> [WRITTEN INSTRUCTION] Go through the items below and copy out every line that contains the word "green", matching its case exactly.

___ LISTED RECORDS ___

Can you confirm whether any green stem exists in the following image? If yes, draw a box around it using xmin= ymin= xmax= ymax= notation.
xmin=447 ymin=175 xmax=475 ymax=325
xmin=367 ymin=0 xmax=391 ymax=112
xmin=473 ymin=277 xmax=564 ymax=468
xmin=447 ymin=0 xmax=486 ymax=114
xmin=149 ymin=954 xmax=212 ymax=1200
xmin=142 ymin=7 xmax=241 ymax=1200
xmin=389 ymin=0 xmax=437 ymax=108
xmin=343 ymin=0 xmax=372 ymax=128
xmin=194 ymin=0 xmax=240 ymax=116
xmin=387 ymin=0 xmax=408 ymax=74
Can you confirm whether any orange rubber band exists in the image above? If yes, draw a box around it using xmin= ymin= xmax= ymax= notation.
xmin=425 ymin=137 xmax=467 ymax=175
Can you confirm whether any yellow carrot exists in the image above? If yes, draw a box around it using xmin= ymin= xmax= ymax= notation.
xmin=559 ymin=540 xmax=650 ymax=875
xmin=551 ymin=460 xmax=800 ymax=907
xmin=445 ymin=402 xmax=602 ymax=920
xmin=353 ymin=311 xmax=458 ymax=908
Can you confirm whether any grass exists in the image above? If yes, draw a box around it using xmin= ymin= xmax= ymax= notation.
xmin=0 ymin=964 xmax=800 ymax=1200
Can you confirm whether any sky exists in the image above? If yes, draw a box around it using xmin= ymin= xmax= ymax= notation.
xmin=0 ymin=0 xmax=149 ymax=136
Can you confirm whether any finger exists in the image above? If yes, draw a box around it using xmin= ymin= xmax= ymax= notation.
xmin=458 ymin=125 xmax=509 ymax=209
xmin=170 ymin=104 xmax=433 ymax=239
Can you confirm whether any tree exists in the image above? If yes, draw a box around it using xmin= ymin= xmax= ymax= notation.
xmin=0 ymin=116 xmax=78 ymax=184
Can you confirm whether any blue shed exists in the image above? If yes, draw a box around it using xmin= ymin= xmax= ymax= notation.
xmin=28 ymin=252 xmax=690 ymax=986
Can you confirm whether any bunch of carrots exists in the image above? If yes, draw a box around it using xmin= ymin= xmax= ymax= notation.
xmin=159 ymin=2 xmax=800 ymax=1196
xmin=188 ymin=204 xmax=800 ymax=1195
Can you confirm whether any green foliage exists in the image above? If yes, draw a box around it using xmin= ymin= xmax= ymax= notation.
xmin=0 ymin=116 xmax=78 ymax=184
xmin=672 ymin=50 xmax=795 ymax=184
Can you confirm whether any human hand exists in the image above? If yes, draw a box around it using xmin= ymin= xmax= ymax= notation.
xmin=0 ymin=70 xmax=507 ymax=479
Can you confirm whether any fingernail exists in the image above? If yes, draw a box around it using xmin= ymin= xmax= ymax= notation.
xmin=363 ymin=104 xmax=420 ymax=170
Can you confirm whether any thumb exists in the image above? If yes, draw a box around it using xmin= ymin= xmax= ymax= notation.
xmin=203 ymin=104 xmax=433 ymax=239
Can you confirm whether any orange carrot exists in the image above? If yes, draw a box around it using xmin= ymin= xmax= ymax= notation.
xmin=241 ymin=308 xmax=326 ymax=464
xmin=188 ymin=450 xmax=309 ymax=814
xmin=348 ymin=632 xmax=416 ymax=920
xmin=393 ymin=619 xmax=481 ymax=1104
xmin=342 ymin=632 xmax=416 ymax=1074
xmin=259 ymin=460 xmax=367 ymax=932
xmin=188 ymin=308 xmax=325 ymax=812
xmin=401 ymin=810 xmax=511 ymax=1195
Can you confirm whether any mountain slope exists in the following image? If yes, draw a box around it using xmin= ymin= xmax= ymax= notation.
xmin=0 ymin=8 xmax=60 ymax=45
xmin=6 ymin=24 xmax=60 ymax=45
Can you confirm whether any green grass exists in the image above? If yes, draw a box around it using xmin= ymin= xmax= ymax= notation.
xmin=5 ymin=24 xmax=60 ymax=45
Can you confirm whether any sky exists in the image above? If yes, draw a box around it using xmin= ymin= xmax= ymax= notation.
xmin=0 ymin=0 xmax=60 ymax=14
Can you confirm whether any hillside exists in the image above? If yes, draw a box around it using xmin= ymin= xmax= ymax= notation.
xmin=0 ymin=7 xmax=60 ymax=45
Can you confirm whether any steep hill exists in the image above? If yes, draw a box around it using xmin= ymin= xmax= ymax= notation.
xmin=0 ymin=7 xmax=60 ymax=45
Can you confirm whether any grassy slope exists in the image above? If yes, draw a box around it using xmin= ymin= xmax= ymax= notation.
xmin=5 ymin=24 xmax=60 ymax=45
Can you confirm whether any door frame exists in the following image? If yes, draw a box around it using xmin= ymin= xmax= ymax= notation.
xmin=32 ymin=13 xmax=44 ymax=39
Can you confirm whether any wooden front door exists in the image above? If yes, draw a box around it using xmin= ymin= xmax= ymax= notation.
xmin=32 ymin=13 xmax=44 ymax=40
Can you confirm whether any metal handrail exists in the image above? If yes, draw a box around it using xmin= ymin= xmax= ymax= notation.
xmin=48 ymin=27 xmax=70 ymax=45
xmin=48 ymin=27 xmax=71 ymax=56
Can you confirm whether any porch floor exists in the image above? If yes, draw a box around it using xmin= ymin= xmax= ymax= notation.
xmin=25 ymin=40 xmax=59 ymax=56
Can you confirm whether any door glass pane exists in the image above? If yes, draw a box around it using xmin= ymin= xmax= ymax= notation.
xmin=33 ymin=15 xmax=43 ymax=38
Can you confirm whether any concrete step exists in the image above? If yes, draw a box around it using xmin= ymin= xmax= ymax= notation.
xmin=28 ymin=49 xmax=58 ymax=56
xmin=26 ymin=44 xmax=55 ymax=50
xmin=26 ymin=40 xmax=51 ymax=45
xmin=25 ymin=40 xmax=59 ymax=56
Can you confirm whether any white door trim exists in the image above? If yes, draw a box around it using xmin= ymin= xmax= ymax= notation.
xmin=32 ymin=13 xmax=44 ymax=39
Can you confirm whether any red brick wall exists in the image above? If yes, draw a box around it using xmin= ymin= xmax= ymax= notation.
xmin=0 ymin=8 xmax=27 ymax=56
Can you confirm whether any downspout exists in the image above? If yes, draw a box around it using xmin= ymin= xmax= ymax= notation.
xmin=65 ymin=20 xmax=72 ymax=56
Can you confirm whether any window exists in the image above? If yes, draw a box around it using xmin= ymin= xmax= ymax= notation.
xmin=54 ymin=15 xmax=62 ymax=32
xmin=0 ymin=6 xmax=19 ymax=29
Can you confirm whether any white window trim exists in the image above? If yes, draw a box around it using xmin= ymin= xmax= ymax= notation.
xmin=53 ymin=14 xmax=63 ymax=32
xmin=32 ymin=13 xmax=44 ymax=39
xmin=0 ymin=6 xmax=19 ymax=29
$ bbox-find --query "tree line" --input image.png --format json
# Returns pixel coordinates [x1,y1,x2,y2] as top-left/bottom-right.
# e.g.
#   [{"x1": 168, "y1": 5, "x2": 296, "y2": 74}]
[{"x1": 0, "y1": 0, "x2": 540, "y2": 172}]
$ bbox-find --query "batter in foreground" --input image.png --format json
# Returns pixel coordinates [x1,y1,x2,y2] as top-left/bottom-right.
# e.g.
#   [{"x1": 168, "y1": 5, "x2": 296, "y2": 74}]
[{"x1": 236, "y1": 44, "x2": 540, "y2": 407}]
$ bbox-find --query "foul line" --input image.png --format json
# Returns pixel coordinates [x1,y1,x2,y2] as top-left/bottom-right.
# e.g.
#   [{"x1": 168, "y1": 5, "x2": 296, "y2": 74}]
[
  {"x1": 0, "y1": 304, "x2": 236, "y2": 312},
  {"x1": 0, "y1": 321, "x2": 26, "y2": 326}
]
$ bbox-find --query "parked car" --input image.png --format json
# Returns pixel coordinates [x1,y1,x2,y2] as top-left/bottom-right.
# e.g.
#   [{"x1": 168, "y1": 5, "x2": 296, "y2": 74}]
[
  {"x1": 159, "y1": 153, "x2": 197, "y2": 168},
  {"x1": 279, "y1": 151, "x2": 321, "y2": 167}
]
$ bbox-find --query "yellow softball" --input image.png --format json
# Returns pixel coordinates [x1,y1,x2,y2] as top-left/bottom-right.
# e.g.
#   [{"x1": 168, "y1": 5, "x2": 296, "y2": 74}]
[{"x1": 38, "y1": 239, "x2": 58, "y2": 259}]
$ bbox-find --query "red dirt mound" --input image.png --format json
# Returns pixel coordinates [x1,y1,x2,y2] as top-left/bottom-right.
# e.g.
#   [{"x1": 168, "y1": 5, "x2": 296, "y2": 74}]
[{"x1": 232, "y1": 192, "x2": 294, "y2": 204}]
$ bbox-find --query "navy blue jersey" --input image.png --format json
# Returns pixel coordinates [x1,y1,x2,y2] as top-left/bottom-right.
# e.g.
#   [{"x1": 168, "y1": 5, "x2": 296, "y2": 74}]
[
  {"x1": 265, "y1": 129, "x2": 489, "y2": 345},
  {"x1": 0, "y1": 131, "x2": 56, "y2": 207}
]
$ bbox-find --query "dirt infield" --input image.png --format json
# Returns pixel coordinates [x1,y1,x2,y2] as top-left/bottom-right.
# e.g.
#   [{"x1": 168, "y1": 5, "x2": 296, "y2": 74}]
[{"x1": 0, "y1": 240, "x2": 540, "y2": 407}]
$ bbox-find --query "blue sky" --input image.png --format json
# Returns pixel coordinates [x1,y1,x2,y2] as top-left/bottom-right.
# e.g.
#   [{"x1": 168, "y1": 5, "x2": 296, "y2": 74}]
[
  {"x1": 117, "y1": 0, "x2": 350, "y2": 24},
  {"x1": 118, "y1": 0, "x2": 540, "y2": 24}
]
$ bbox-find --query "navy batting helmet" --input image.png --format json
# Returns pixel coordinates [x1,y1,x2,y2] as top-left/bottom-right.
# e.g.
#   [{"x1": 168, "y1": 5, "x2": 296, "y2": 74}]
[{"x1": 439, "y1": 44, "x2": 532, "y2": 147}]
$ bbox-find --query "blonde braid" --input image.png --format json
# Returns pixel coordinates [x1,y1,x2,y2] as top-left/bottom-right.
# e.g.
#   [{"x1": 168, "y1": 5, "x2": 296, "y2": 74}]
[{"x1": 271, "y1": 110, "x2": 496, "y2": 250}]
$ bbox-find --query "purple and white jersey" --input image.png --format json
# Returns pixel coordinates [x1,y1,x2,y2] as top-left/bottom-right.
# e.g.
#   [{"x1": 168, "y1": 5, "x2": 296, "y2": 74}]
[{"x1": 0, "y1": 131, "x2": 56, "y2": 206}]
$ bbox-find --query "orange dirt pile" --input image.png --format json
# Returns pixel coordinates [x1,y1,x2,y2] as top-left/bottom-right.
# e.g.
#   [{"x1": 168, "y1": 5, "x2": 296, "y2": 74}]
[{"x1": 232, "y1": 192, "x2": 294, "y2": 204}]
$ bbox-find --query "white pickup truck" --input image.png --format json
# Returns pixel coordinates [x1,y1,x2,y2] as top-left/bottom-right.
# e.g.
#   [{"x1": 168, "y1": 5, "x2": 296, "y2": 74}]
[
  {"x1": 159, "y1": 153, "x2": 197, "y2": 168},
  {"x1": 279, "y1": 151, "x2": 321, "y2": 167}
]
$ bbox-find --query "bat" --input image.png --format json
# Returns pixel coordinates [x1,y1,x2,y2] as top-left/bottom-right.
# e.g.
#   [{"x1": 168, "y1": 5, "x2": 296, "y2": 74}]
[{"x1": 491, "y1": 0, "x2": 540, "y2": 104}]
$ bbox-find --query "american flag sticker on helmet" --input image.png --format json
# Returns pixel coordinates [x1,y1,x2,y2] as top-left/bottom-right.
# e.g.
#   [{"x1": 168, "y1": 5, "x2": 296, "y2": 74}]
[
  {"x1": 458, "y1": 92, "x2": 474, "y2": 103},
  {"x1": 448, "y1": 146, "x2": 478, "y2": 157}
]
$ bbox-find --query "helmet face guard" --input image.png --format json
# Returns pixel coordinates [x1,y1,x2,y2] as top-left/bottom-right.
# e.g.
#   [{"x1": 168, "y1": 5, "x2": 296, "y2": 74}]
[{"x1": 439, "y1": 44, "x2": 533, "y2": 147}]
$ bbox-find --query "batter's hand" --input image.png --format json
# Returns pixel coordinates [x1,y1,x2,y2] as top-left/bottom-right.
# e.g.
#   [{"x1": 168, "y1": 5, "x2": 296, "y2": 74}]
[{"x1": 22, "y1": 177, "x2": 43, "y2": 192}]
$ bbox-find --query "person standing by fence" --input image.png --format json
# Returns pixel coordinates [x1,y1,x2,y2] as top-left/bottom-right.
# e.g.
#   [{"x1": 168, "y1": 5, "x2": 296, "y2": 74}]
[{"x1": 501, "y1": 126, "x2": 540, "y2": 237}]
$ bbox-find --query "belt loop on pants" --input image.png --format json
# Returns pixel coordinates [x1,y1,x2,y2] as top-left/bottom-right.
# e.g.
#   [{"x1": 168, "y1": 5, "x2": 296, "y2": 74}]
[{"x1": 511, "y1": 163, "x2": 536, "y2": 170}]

___

> [FINAL RESULT]
Can you confirm whether any green stem exists in the following image? If yes, draw a box around it using xmin= ymin= xmax= ymax= notation.
Can you confirm whether any green foliage exists in the image above? If yes, draw a box around it using xmin= ymin= xmax= ymax= notation.
Can you confirm whether any green grass exists in the image above? If yes, draw a box around it using xmin= ymin= xmax= ymax= notation.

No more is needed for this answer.